Ricopia per intero il brano scelto, parola per parola e senza alcuna modifica.

━━━━━ Brano scelto

I figli e quell’incapacità di provare pietà

di Giovanna Abbagnara

In questo tempo caratterizzato dal ritorno feroce e “stranamente inaspettato” del virus più insidioso e subdolo degli ultimi decenni stranamente sembrano siano diminuiti tutti gli altri casi di violenza, di morte, di abusi e soprusi che riempivano le prime pagine di giornali. Evidentemente non è così, solo che non c’è tempo e non c’è spazio per una riflessione più profonda: ci sono i bollettini sanitari, le sintesi e le interpretazioni dei vari Dpcm… insomma ora la priorità è la lotta al coronavirus. Intanto il male prosegue indisturbato la sua avanzata.

Solo negli ultimi due mesi si sono susseguiti episodi di una violenza inaudita: penso ai fratelli Bianchi e al giovane Willy; allo stupro di due ragazzine a Pisticci, all’uccisione di Daniele ed Eleonora, i due fidanzati di Lecce e l’elenco potrebbe facilmente allungarsi.

━━━━━━━━━━
━━━━━ Dati di partenza

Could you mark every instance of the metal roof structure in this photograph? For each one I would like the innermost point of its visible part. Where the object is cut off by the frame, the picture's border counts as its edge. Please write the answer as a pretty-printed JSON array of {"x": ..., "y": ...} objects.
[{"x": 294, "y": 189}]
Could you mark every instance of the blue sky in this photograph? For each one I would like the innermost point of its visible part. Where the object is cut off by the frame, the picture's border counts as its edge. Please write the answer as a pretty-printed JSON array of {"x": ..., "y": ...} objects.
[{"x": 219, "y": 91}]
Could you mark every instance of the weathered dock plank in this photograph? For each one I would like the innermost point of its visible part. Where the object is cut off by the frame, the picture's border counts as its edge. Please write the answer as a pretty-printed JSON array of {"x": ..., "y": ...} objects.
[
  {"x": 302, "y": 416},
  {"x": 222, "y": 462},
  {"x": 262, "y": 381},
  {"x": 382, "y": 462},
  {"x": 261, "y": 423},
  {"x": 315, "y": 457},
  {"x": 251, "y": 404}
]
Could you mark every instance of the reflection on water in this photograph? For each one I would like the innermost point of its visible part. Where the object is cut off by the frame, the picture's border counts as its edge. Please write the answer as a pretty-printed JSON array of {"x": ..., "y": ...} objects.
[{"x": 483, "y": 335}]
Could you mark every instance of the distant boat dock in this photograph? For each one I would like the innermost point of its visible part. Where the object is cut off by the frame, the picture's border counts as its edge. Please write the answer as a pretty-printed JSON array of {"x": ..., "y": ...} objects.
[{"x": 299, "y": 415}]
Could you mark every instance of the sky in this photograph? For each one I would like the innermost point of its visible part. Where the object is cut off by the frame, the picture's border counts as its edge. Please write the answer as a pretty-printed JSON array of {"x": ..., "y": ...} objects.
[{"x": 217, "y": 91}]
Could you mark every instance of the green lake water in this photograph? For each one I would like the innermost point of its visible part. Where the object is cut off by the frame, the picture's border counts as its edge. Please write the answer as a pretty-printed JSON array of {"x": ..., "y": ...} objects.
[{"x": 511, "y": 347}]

━━━━━━━━━━

◆ **Risposta all'esercizio**:
I figli e quell’incapacità di provare pietà

di Giovanna Abbagnara

In questo tempo caratterizzato dal ritorno feroce e “stranamente inaspettato” del virus più insidioso e subdolo degli ultimi decenni stranamente sembrano siano diminuiti tutti gli altri casi di violenza, di morte, di abusi e soprusi che riempivano le prime pagine di giornali. Evidentemente non è così, solo che non c’è tempo e non c’è spazio per una riflessione più profonda: ci sono i bollettini sanitari, le sintesi e le interpretazioni dei vari Dpcm… insomma ora la priorità è la lotta al coronavirus. Intanto il male prosegue indisturbato la sua avanzata.

Solo negli ultimi due mesi si sono susseguiti episodi di una violenza inaudita: penso ai fratelli Bianchi e al giovane Willy; allo stupro di due ragazzine a Pisticci, all’uccisione di Daniele ed Eleonora, i due fidanzati di Lecce e l’elenco potrebbe facilmente allungarsi.